WHAT IS BEING ASKED: For the entries that follow, restate word for word the line containing "Target | bird", the line containing "Shape | the position of each instance looks like (799,545)", and every line that lies between them.

AVAILABLE RECORDS Block Start

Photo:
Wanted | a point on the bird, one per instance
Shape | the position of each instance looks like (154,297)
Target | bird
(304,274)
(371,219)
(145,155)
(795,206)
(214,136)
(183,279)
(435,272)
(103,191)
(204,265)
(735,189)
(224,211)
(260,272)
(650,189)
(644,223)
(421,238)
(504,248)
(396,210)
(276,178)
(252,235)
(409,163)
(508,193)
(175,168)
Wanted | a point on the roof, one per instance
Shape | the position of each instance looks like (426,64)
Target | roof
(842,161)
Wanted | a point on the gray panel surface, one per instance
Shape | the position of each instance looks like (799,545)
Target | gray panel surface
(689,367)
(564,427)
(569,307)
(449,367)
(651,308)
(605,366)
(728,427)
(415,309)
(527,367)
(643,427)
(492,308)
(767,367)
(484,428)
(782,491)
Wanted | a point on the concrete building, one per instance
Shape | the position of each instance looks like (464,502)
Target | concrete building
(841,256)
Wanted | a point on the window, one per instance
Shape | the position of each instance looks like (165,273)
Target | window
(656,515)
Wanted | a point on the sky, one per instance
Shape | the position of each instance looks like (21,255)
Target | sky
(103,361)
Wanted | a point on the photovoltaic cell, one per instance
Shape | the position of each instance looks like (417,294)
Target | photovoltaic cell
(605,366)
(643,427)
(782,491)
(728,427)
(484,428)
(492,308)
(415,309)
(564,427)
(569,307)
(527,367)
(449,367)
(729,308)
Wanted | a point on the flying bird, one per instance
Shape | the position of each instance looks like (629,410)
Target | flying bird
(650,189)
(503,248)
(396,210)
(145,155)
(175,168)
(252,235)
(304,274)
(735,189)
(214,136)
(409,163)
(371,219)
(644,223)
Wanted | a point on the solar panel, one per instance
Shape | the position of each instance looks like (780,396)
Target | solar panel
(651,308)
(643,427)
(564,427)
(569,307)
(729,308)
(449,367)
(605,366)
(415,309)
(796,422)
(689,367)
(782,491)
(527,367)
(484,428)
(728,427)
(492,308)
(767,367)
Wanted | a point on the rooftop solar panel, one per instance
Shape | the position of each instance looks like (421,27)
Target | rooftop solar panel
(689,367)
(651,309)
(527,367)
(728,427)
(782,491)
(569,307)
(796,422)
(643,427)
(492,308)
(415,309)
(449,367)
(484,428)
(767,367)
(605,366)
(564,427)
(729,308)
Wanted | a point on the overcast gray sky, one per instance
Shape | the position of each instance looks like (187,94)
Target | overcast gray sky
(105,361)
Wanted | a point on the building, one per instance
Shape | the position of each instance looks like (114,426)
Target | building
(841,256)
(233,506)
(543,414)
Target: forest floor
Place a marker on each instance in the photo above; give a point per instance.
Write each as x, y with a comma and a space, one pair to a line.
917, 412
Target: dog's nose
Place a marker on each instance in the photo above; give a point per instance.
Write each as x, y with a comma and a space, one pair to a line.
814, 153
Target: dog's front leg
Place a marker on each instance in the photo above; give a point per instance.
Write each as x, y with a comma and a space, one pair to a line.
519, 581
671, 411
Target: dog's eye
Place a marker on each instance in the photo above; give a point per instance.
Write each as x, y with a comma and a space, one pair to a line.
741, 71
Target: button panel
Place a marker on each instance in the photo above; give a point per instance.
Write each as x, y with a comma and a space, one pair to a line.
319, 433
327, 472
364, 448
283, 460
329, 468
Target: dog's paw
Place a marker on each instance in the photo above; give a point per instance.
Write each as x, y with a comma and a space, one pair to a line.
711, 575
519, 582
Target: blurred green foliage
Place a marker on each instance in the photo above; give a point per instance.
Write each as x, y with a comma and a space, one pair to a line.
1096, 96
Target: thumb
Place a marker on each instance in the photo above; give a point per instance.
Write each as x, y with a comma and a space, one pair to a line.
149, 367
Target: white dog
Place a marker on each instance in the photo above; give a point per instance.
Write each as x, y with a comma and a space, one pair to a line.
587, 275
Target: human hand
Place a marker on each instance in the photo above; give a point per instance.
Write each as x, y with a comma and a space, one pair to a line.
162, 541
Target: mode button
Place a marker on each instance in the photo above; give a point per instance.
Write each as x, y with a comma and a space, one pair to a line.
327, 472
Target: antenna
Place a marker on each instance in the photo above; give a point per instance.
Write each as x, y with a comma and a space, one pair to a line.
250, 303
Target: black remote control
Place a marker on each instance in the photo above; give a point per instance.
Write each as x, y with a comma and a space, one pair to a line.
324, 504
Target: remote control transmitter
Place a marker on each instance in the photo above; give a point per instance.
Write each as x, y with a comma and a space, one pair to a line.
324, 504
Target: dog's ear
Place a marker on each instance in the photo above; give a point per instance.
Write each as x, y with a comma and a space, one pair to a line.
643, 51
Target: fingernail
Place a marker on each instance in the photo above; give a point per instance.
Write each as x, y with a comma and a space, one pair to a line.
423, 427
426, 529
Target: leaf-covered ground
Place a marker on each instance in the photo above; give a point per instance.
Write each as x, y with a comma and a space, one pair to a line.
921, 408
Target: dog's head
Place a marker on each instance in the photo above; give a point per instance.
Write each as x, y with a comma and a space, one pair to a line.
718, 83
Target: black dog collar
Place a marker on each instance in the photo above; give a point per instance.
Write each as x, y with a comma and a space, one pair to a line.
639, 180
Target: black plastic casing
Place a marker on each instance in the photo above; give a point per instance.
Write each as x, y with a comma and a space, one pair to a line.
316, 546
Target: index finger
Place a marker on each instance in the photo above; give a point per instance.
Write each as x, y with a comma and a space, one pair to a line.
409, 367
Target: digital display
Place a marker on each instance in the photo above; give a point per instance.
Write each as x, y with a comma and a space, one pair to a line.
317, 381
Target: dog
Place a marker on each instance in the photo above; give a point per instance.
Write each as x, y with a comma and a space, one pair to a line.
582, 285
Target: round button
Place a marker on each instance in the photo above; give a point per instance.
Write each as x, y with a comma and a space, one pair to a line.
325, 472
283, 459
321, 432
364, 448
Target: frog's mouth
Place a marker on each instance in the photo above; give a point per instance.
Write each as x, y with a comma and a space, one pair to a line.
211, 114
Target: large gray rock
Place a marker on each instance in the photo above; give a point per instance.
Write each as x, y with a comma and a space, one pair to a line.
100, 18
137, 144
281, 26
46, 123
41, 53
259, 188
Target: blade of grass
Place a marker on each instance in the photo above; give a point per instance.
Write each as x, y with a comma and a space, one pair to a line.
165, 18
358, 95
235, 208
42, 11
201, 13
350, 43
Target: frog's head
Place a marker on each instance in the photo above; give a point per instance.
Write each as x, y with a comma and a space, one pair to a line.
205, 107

AVAILABLE RECORDS Block End

EXPECTED ANSWER:
Target | bird
(304,274)
(371,219)
(145,155)
(795,206)
(214,136)
(183,279)
(435,272)
(103,191)
(204,265)
(735,189)
(224,211)
(260,272)
(650,189)
(644,223)
(421,238)
(504,248)
(396,210)
(276,178)
(252,235)
(409,163)
(508,193)
(175,168)
Wanted | a point on the roof, one per instance
Shape | the position of each instance looks like (426,64)
Target | roof
(842,161)
Wanted | a point on the gray panel surface, one per instance
Shape | the position of each instance looks like (799,545)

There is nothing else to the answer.